Goal of the exercise: The answer must be every line of the records below that contains the word "soil", copied out.

Information:

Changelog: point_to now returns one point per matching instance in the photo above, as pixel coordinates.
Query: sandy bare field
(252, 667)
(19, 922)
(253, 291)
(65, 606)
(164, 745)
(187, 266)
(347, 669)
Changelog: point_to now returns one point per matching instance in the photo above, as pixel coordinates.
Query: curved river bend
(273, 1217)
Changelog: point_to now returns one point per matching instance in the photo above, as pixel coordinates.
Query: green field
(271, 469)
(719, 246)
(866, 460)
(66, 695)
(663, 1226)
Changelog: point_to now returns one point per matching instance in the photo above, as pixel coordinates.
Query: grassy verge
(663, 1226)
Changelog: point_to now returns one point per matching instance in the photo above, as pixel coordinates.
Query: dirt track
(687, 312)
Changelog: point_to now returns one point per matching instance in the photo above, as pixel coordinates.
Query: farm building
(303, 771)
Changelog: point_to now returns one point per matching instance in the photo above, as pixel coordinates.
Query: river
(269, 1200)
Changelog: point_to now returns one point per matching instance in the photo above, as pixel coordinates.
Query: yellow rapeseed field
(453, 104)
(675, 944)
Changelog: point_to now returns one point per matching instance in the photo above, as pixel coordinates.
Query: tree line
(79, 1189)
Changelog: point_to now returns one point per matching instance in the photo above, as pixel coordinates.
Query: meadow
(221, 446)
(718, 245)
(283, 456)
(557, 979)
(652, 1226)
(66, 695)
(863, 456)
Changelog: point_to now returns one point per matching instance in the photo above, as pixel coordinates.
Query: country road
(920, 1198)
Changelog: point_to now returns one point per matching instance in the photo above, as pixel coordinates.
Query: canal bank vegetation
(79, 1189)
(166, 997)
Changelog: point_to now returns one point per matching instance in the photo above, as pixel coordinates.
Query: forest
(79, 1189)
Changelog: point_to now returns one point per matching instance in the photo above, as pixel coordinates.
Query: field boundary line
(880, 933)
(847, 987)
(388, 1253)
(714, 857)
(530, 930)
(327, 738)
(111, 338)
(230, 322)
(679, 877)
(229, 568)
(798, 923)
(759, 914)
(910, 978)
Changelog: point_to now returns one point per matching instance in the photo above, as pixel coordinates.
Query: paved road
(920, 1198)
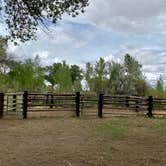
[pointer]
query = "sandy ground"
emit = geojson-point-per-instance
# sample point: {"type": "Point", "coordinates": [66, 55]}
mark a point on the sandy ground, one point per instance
{"type": "Point", "coordinates": [116, 141]}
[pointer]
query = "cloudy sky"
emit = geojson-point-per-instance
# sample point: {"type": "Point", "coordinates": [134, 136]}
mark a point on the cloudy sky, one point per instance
{"type": "Point", "coordinates": [108, 29]}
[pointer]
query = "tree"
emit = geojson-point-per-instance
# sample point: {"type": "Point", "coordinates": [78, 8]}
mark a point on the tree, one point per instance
{"type": "Point", "coordinates": [160, 87]}
{"type": "Point", "coordinates": [76, 77]}
{"type": "Point", "coordinates": [23, 16]}
{"type": "Point", "coordinates": [116, 78]}
{"type": "Point", "coordinates": [6, 60]}
{"type": "Point", "coordinates": [96, 76]}
{"type": "Point", "coordinates": [133, 73]}
{"type": "Point", "coordinates": [50, 74]}
{"type": "Point", "coordinates": [63, 78]}
{"type": "Point", "coordinates": [27, 75]}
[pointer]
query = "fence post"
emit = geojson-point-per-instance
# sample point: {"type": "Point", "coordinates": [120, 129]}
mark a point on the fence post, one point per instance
{"type": "Point", "coordinates": [127, 101]}
{"type": "Point", "coordinates": [100, 105]}
{"type": "Point", "coordinates": [52, 101]}
{"type": "Point", "coordinates": [14, 102]}
{"type": "Point", "coordinates": [77, 101]}
{"type": "Point", "coordinates": [1, 104]}
{"type": "Point", "coordinates": [150, 106]}
{"type": "Point", "coordinates": [25, 104]}
{"type": "Point", "coordinates": [137, 105]}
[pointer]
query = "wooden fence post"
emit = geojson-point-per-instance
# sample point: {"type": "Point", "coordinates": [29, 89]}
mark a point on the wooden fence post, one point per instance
{"type": "Point", "coordinates": [14, 102]}
{"type": "Point", "coordinates": [1, 104]}
{"type": "Point", "coordinates": [150, 106]}
{"type": "Point", "coordinates": [52, 101]}
{"type": "Point", "coordinates": [127, 101]}
{"type": "Point", "coordinates": [25, 104]}
{"type": "Point", "coordinates": [77, 101]}
{"type": "Point", "coordinates": [100, 105]}
{"type": "Point", "coordinates": [137, 105]}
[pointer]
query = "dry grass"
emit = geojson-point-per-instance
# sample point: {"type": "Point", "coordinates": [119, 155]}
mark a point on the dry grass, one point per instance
{"type": "Point", "coordinates": [116, 141]}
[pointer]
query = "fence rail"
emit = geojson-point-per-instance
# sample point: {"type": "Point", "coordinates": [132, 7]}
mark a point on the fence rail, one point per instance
{"type": "Point", "coordinates": [80, 104]}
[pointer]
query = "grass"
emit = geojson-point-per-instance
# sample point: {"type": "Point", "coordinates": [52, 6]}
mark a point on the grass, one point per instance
{"type": "Point", "coordinates": [121, 141]}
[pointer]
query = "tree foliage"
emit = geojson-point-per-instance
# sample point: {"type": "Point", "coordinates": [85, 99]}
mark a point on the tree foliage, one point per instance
{"type": "Point", "coordinates": [23, 16]}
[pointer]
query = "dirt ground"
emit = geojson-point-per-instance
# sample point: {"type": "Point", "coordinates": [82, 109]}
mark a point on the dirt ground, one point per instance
{"type": "Point", "coordinates": [116, 141]}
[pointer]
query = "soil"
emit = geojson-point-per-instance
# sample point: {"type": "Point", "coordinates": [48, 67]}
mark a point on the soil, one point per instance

Response to the exercise:
query = "soil"
mark a point on the soil, one point per instance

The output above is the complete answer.